— Start SUPPLIED PASSAGE —

The EU recognizes Guaido but has urged him to dialogue and negotiate with Maduro for ending the usurpation. Guaido claimed the mantle of interim President in January 2019, arguing Maduro reelection in 2018 was fraudulent.
Added to the list are Jorge Elieser Marquez Monsalve, a military man, designed as Conatel general director, and president of the ad hoc board that the regime imposed on DirecTV. Army Officer Jose Adelino Ornelas, the second commander of the Ceofanb joint chiefs of staff body; Tania Diaz and Gladys Requena, first and second vice presidents of the National Constituent Assembly (ANC) respectively; Elvis Amoroso, comptroller general; Juan Jose Mendoza, second vice-president of the TSJ; Farik Karin Mora and Dinorah Bustamante, public prosecutors linked to political cases and lawmakers Franklyn Duarte and Jose Gregorio Noriega.
“The persons added to the list are responsible for acting against the democratic functioning of the NA, stripping the parliamentary immunity of several of its members, including President Juan Guaido,” the EU stated.
The actions that motivate inclusion on the list also include initiating politically motivated prosecutions, creating obstacles to a political and democratic solution to the crisis in Venezuela, serious human rights violations, and restrictions on fundamental freedoms, such as press freedom and expression.

— End SUPPLIED PASSAGE —
— Start TASK MATERIAL —

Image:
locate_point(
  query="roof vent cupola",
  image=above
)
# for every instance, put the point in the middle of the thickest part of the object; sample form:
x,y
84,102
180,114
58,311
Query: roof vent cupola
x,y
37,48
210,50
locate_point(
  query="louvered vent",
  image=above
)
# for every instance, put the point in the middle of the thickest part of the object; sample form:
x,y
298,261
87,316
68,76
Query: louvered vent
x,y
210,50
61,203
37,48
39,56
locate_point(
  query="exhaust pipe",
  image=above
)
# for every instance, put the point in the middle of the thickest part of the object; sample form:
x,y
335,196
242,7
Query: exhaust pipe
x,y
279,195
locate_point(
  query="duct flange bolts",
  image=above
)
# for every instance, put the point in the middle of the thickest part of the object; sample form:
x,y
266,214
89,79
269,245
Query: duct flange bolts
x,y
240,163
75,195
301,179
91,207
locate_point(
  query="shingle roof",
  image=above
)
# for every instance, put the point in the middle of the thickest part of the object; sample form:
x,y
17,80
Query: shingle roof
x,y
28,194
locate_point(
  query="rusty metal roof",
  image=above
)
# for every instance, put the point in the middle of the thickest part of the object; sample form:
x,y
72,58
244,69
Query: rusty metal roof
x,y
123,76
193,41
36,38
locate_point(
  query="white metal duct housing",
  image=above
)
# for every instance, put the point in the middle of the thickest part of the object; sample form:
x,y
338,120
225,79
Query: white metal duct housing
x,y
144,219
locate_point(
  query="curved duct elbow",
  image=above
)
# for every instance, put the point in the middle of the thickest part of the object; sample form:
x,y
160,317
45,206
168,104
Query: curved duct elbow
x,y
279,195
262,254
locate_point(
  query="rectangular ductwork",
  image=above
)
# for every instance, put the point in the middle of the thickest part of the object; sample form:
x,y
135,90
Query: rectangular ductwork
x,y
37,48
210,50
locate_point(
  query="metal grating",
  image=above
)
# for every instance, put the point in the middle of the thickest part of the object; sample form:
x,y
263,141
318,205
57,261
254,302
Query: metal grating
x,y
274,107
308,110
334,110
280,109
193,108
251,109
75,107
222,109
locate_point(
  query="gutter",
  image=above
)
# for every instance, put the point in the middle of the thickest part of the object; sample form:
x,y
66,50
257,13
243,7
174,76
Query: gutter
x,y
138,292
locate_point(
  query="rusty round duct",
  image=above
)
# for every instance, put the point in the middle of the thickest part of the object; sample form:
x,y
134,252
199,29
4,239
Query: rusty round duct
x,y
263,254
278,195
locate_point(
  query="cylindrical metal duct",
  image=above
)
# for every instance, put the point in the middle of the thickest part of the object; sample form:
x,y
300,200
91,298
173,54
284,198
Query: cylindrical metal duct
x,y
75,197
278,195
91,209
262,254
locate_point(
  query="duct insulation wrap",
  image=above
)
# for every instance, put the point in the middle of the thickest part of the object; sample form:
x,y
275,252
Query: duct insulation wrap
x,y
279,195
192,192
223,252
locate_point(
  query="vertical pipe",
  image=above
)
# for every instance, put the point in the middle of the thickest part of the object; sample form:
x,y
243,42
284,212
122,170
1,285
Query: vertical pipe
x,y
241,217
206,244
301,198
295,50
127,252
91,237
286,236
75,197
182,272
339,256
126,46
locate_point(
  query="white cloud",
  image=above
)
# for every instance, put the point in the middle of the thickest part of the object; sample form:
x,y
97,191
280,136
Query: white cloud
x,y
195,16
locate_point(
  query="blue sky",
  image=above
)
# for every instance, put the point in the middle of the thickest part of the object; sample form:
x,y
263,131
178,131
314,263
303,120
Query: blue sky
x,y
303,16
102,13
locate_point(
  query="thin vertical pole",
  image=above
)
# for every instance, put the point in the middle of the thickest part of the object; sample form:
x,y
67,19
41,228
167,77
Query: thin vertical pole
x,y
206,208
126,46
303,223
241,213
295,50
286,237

— End TASK MATERIAL —

▶ [WHAT YOU WILL DO]:
1) Report each line of the entries that contains the string "wrap", matching case exactly.
2) Extend the passage on EU sanctions against Venezuelan officials, starting after its final sentence.

▶ [PER-TASK OUTPUTS]:
1)
  query="duct insulation wrap",
Query: duct insulation wrap

2)
During a televised speech, Maduro ordered the European Union ambassador in Caracas, Isabel Brilhante, to leave the country in 72 hours.
A visibly shaken Maduro, rambling on and trailing off, when announcing the Brilhante expulsion, saying: “We speak clearly and harshly to the European Union, we are not afraid of anyone… Who are they to sanction us?”
Later, as part of a tirade against the EU and the US President Donald Trump, Maduro said Brilhante “is being lent a plane to leave right now. We will arrange our business with the European Union; if they don’t want us, then they must leave. The European Union ends up following Donald Trump’s tail; they recognize a puppet (Guaido) as the president in charge.”
Lastly, Maduro blamed Guaido for the current crisis, saying his regime has had “too much patience” with him. “They destroyed the National Assembly as the parliamentary power in our country,” he said.